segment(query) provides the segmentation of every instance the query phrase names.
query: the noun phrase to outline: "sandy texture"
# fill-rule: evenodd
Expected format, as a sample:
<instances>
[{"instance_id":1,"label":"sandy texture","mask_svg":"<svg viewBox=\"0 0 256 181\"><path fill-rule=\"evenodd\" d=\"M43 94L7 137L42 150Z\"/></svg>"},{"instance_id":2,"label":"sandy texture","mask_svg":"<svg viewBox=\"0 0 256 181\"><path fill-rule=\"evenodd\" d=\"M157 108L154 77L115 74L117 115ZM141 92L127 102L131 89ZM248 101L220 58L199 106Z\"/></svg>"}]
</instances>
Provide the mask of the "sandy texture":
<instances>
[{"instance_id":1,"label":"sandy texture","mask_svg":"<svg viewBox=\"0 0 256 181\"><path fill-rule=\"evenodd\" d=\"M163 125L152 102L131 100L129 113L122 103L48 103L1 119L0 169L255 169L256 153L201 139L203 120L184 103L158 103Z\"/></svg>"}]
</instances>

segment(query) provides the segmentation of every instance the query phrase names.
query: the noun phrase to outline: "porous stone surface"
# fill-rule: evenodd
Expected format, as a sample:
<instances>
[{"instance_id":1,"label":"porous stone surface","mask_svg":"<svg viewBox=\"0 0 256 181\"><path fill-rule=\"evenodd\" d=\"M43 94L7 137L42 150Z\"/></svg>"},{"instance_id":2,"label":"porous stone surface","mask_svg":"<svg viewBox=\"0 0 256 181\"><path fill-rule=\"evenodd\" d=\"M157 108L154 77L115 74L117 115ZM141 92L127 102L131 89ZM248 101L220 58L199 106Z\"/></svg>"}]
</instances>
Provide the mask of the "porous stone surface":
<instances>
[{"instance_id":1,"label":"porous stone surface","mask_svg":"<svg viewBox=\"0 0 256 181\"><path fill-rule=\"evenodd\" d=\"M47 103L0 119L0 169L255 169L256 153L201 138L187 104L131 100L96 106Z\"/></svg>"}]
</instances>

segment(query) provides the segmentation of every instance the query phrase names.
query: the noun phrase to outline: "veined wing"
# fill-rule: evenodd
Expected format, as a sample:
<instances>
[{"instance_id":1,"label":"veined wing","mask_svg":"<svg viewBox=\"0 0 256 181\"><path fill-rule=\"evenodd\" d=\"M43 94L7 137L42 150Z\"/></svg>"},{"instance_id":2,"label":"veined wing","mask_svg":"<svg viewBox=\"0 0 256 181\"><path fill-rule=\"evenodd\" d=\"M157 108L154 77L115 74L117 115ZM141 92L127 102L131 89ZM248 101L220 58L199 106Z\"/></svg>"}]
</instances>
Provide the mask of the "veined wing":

------------

Problem requirements -> Retype the material in full, character for character.

Response to the exercise ->
segment(query) provides the segmentation of every instance the query phrase names.
query: the noun phrase to outline: "sandy texture"
# fill-rule: evenodd
Expected format, as a sample:
<instances>
[{"instance_id":1,"label":"sandy texture","mask_svg":"<svg viewBox=\"0 0 256 181\"><path fill-rule=\"evenodd\" d=\"M43 94L7 137L42 150Z\"/></svg>"},{"instance_id":2,"label":"sandy texture","mask_svg":"<svg viewBox=\"0 0 256 181\"><path fill-rule=\"evenodd\" d=\"M157 108L154 77L115 74L117 115ZM141 92L127 102L131 89ZM248 101L220 58L199 106Z\"/></svg>"}]
</instances>
Provide the mask of the "sandy texture":
<instances>
[{"instance_id":1,"label":"sandy texture","mask_svg":"<svg viewBox=\"0 0 256 181\"><path fill-rule=\"evenodd\" d=\"M163 125L152 102L131 100L129 113L122 103L48 103L1 119L0 169L255 169L256 153L201 139L203 120L184 103L158 103Z\"/></svg>"}]
</instances>

segment(query) provides the segmentation of every instance the query phrase names.
query: the noun phrase to outline: "porous stone surface"
# fill-rule: evenodd
Expected format, as a sample:
<instances>
[{"instance_id":1,"label":"porous stone surface","mask_svg":"<svg viewBox=\"0 0 256 181\"><path fill-rule=\"evenodd\" d=\"M43 94L7 137L42 150Z\"/></svg>"},{"instance_id":2,"label":"porous stone surface","mask_svg":"<svg viewBox=\"0 0 256 181\"><path fill-rule=\"evenodd\" d=\"M157 108L154 77L115 74L117 115ZM141 92L127 102L131 89ZM248 101L220 58L199 106Z\"/></svg>"}]
</instances>
Provide the mask of the "porous stone surface":
<instances>
[{"instance_id":1,"label":"porous stone surface","mask_svg":"<svg viewBox=\"0 0 256 181\"><path fill-rule=\"evenodd\" d=\"M47 103L0 119L0 169L255 169L256 153L201 138L187 104L131 100L96 106Z\"/></svg>"}]
</instances>

segment(query) provides the segmentation of every instance the query phrase names.
query: the noun phrase to outline: "veined wing"
# fill-rule: evenodd
Expected format, as a sample:
<instances>
[{"instance_id":1,"label":"veined wing","mask_svg":"<svg viewBox=\"0 0 256 181\"><path fill-rule=\"evenodd\" d=\"M43 94L7 137L42 150Z\"/></svg>"},{"instance_id":2,"label":"veined wing","mask_svg":"<svg viewBox=\"0 0 256 181\"><path fill-rule=\"evenodd\" d=\"M157 108L154 77L115 74L117 115ZM141 92L127 102L131 89ZM248 101L220 58L199 106Z\"/></svg>"}]
</instances>
Provide the mask of the "veined wing":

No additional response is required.